═════ INFORMATION SHOWN ═════
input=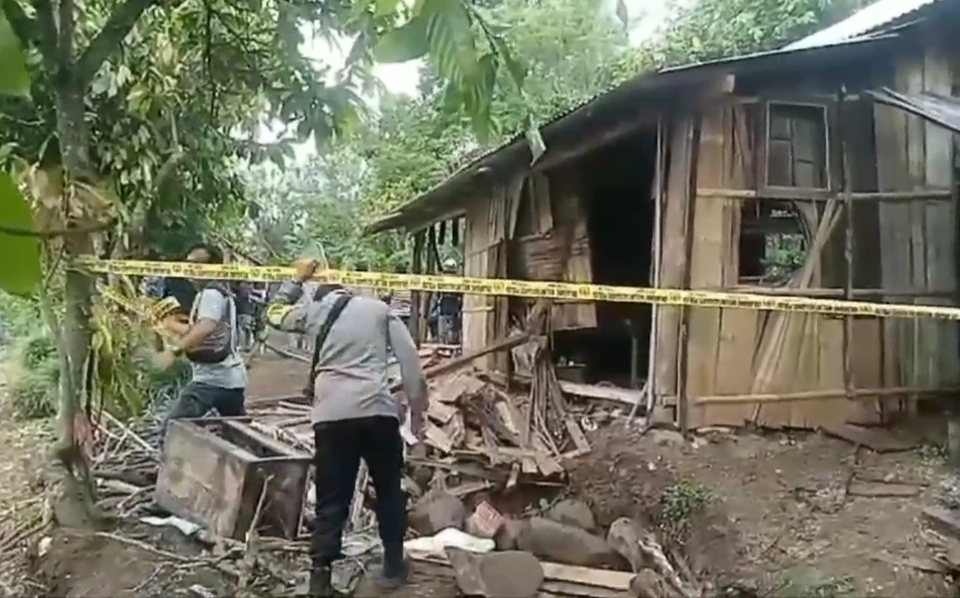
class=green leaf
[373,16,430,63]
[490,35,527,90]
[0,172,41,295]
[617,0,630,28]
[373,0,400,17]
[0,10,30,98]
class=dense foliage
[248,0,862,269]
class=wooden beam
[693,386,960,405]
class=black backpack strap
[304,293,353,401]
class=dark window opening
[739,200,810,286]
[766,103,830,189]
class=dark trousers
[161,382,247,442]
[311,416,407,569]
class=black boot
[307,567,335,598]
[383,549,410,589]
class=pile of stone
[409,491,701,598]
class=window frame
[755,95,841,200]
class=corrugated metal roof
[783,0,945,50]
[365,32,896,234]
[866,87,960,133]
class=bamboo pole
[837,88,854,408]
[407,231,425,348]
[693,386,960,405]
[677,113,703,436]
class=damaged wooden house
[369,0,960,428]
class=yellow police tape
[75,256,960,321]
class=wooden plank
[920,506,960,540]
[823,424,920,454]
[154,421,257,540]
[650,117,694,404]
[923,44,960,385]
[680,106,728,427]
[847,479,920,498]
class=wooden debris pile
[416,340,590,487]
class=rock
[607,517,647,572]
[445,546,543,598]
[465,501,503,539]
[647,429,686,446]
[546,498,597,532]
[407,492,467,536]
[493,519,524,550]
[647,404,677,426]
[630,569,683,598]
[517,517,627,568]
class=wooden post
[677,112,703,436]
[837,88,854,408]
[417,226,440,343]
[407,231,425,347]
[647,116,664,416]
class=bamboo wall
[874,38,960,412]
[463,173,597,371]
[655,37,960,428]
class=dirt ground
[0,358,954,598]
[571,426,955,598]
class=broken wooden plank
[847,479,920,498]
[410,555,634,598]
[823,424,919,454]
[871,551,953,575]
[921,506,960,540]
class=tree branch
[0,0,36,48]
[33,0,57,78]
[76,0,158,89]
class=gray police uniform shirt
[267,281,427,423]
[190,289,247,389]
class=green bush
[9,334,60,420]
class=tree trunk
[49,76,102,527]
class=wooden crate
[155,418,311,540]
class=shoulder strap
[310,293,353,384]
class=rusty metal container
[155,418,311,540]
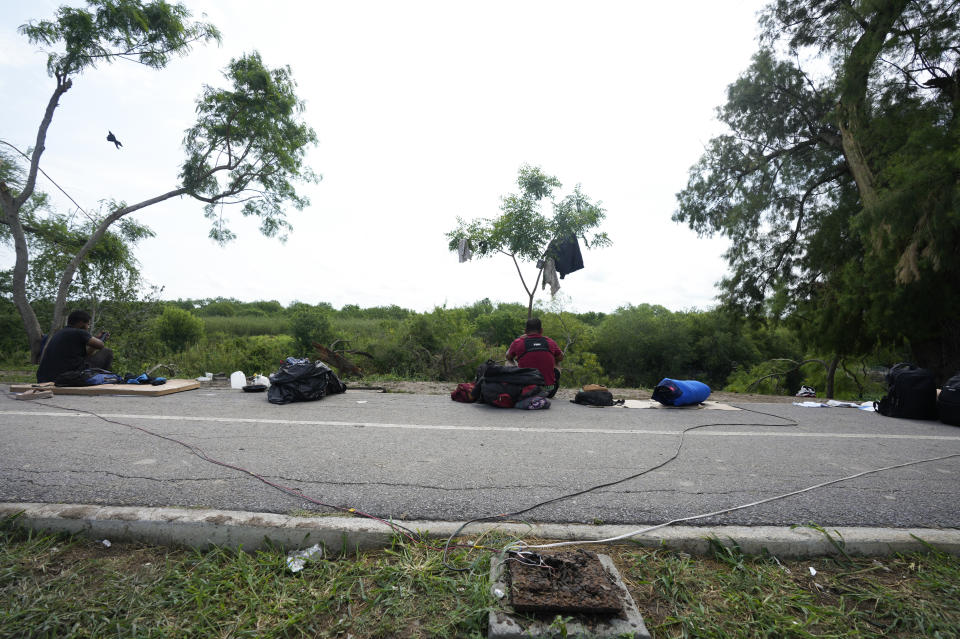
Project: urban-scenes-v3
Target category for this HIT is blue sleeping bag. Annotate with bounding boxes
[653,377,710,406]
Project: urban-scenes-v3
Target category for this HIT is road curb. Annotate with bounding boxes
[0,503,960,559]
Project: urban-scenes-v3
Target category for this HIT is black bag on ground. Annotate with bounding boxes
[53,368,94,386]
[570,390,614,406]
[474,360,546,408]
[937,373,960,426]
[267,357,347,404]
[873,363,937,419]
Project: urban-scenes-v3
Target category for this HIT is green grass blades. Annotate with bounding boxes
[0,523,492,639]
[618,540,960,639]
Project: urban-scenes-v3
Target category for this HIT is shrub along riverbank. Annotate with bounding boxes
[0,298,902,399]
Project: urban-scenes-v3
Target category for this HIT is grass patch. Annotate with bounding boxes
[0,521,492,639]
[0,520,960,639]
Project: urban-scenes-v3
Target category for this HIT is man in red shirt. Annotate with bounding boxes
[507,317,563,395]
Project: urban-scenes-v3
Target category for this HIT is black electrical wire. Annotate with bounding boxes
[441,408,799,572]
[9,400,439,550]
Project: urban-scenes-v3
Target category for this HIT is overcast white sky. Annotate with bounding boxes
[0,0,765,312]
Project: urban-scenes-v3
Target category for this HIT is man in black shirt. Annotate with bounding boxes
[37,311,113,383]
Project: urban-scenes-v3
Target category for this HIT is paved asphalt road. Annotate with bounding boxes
═════
§ INSTRUCTIONS FOR THE TASK:
Please copy the listing from its first line up to and including the line that contains "[677,113,703,436]", leaving out the pictures.

§ FINISHED ANSWER:
input=
class=green leaf
[373,16,430,63]
[490,35,527,90]
[0,172,41,295]
[617,0,630,28]
[373,0,400,17]
[0,10,30,98]
class=dense foliage
[248,0,862,269]
class=wooden beam
[693,386,960,405]
class=black backpack strap
[304,293,353,401]
class=dark window opening
[739,200,810,286]
[766,103,830,189]
class=dark trousers
[161,382,247,442]
[311,416,407,569]
class=black boot
[307,567,335,598]
[383,549,410,589]
class=pile of stone
[409,491,701,598]
class=window frame
[755,95,841,200]
class=corrugated metal roof
[783,0,945,50]
[365,32,896,234]
[866,87,960,133]
class=bamboo pole
[837,88,854,408]
[407,231,425,348]
[693,386,960,405]
[677,113,703,436]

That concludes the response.